### Given problem
Select every line in the entries below that contains the string "eyeglasses", and copy each one out in full.
─── Data shown
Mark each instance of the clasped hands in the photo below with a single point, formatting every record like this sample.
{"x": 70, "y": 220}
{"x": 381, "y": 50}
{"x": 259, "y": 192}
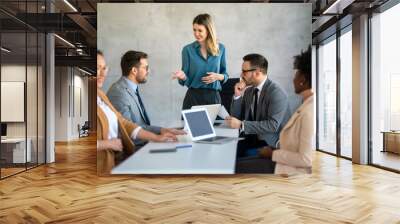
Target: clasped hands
{"x": 209, "y": 78}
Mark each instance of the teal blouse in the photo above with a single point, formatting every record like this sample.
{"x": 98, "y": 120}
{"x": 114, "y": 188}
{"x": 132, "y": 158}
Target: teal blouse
{"x": 196, "y": 67}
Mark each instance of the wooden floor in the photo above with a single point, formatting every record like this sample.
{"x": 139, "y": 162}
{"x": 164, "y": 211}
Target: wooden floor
{"x": 70, "y": 192}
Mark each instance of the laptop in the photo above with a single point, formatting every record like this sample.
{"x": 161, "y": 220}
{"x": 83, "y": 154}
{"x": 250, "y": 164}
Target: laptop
{"x": 200, "y": 128}
{"x": 212, "y": 110}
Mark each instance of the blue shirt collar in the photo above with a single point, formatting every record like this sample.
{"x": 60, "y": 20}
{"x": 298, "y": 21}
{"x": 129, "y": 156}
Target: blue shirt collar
{"x": 133, "y": 86}
{"x": 196, "y": 44}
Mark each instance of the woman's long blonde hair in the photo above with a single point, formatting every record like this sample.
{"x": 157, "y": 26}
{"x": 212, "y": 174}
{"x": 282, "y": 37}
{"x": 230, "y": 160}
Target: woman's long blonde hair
{"x": 211, "y": 40}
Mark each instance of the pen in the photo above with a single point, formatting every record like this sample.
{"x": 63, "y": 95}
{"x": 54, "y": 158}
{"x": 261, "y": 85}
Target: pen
{"x": 183, "y": 146}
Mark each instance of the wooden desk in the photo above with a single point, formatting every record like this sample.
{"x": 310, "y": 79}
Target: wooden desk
{"x": 391, "y": 141}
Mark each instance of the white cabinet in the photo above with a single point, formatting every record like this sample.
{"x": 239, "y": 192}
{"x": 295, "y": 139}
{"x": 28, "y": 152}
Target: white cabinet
{"x": 15, "y": 148}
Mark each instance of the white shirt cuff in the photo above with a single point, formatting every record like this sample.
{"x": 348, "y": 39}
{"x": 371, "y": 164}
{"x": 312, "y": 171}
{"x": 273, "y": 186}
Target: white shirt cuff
{"x": 236, "y": 97}
{"x": 135, "y": 132}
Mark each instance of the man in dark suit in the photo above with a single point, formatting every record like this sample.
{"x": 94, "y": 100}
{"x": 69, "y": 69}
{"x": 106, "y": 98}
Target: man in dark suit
{"x": 125, "y": 95}
{"x": 259, "y": 107}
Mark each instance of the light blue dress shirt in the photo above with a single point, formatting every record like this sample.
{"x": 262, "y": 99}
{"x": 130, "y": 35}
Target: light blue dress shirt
{"x": 196, "y": 67}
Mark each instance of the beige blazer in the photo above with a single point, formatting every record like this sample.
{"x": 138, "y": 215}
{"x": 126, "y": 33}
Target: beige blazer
{"x": 296, "y": 150}
{"x": 106, "y": 158}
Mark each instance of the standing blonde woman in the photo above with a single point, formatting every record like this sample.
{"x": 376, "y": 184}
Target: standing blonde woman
{"x": 203, "y": 65}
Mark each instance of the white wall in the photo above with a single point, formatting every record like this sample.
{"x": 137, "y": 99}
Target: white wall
{"x": 161, "y": 30}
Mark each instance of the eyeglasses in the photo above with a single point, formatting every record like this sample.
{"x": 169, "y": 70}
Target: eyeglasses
{"x": 249, "y": 70}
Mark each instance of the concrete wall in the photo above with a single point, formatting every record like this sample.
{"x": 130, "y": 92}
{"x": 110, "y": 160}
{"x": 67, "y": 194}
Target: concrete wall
{"x": 277, "y": 31}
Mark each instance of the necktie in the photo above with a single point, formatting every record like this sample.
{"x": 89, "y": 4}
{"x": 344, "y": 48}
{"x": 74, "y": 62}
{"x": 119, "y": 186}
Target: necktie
{"x": 146, "y": 118}
{"x": 255, "y": 104}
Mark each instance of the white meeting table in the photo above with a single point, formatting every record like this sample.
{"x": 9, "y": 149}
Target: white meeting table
{"x": 199, "y": 159}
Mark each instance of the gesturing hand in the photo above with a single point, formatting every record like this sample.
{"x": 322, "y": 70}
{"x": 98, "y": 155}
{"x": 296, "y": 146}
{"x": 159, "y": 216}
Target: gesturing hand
{"x": 115, "y": 144}
{"x": 212, "y": 77}
{"x": 233, "y": 122}
{"x": 265, "y": 152}
{"x": 239, "y": 88}
{"x": 179, "y": 75}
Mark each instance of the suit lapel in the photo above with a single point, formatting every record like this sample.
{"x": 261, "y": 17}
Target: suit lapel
{"x": 134, "y": 97}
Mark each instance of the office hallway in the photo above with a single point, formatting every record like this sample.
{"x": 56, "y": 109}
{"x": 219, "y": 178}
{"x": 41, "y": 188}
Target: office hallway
{"x": 69, "y": 191}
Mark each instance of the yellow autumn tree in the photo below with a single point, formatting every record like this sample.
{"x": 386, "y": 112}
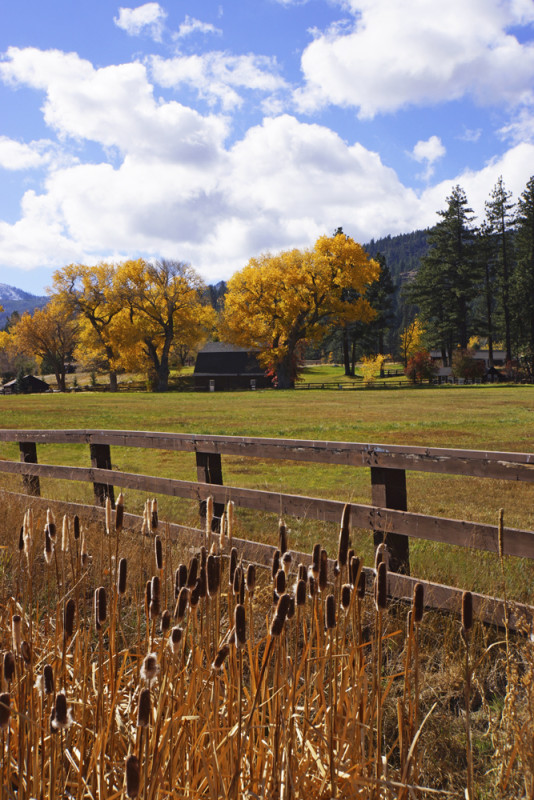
──────
### The output
Mark each instance of the eyeglasses in the photo above with a single point, formatting every record like this sample.
Target: eyeglasses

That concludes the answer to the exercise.